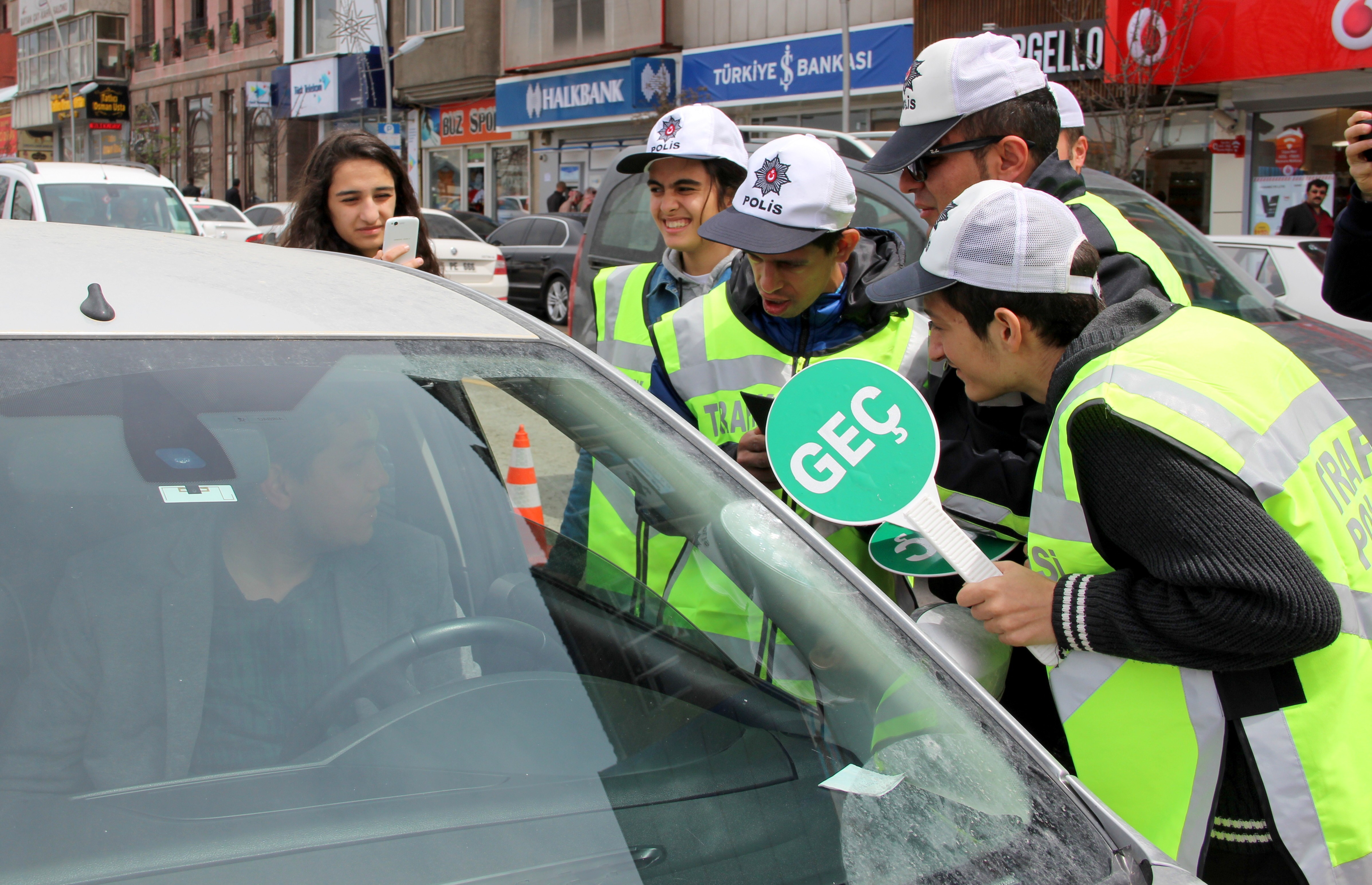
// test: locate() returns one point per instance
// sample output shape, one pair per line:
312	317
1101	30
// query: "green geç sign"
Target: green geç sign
906	552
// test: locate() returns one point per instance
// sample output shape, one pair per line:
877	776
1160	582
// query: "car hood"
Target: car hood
1340	359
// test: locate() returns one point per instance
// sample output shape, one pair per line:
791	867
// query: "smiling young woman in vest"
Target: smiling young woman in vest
1198	547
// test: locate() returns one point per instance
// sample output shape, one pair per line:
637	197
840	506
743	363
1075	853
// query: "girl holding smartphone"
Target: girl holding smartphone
353	183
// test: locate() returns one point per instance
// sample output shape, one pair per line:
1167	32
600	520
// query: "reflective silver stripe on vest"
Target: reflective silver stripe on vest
1078	678
1208	722
1356	608
614	296
1289	794
622	355
1270	459
619	496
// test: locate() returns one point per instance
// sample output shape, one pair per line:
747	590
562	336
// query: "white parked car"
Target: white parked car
114	194
1293	270
221	220
447	691
466	257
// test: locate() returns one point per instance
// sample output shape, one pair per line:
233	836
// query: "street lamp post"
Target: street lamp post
843	9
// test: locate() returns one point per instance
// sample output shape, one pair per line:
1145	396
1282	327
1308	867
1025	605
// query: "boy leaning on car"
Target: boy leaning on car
1197	548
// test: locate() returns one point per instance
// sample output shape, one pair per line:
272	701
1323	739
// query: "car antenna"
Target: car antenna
95	306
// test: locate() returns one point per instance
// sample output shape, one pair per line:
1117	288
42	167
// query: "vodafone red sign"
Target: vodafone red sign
1242	39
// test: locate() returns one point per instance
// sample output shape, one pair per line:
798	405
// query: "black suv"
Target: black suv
621	228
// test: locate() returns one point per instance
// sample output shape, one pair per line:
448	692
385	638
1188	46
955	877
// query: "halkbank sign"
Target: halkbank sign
803	66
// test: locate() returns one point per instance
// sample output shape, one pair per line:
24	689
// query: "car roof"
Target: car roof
114	174
175	286
1267	239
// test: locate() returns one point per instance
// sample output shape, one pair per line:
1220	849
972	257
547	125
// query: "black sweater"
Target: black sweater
1348	283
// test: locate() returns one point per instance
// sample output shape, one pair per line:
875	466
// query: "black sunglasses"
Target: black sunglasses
918	169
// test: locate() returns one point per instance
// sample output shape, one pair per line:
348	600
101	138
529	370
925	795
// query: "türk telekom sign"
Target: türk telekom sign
1245	40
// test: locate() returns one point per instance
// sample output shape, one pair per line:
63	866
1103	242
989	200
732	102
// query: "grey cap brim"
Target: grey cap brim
910	143
910	282
756	235
638	162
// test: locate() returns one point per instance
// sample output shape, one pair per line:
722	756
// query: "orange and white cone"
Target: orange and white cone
522	482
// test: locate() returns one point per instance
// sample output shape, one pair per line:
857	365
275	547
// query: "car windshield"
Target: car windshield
271	603
1211	279
139	206
217	213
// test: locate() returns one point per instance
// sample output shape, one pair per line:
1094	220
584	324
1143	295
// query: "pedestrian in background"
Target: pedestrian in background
1348	286
1310	219
558	197
353	183
234	198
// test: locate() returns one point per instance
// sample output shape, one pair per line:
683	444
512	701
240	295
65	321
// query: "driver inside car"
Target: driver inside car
194	647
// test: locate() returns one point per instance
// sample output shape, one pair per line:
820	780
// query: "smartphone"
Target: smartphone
402	230
759	407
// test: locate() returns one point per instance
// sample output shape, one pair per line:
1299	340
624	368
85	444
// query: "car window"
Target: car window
264	216
1316	252
221	533
511	234
217	213
874	213
1208	279
547	233
23	206
626	230
445	227
1260	264
139	206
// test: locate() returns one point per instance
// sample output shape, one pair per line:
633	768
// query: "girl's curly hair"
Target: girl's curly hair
312	226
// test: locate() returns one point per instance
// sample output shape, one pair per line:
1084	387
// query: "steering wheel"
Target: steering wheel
379	676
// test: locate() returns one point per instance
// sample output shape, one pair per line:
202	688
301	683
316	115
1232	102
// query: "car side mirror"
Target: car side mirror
982	655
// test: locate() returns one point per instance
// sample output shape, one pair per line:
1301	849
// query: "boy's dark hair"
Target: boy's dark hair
1055	319
829	242
1032	116
728	178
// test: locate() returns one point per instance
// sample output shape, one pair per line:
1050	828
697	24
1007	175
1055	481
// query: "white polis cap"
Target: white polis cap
1069	110
796	188
692	132
950	80
995	235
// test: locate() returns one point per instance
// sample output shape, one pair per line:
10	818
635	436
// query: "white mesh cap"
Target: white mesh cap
950	80
1001	237
1069	110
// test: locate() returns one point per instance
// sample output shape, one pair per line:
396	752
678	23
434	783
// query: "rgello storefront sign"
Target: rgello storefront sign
585	94
809	65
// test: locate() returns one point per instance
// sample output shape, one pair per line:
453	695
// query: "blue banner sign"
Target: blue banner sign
636	86
800	66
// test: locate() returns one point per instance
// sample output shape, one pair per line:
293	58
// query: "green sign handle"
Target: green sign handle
927	516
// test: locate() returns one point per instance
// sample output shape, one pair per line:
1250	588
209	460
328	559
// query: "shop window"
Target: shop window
427	16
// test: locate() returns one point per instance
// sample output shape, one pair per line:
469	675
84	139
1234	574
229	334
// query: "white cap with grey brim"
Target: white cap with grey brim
995	235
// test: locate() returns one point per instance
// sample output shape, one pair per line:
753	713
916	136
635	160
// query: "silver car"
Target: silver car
270	614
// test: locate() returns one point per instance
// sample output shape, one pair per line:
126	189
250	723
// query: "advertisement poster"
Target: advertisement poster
1272	195
1290	145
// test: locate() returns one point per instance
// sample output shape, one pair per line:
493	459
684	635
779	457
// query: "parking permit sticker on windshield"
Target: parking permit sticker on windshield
864	783
197	495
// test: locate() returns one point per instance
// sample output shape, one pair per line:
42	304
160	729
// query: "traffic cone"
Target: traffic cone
522	482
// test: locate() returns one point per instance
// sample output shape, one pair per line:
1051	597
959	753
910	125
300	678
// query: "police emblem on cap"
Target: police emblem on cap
913	73
670	128
772	176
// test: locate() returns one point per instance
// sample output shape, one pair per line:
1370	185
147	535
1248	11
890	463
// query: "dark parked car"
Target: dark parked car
477	221
621	228
540	256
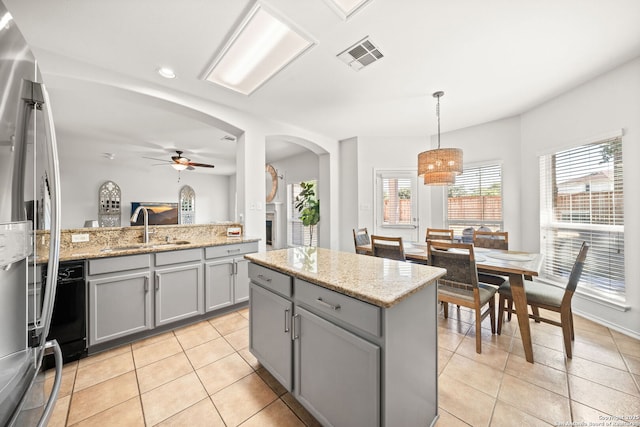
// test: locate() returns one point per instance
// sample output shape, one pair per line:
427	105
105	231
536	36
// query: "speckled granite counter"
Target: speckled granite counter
379	281
118	241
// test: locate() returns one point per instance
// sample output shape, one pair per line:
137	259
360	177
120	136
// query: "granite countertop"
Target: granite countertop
101	251
379	281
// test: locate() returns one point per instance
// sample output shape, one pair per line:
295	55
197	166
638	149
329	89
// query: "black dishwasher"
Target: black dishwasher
68	320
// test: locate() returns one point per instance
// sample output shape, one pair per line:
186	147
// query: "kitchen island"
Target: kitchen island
352	337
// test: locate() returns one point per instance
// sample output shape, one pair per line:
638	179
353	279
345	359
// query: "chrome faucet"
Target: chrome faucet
134	218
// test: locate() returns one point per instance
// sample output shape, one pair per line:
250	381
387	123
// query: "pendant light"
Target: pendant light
442	165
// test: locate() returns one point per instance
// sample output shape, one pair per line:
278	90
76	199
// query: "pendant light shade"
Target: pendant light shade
442	165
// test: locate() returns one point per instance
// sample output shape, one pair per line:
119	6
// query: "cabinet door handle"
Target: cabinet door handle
295	334
327	305
286	321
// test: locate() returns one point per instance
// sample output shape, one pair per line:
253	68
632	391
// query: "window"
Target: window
581	199
475	200
297	233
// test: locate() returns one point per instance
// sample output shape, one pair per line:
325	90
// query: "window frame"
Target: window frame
408	230
604	274
459	225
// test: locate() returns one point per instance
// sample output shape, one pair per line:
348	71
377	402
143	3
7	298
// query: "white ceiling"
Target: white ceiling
493	59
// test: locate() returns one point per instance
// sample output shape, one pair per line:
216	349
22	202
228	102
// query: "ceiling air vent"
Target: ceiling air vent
360	54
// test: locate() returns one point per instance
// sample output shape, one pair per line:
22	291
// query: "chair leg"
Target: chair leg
500	313
478	330
492	314
573	335
565	320
536	313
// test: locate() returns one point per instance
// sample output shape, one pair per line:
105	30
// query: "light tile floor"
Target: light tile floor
204	375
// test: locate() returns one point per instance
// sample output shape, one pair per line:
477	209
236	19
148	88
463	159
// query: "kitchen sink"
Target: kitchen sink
146	246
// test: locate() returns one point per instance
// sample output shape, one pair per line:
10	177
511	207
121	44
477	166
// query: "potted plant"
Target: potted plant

════════

## EXERCISE DIRECTIONS
Answer with one number only, the count of lines in the entries above that hold the string "plant".

## RESPONSE BELOW
2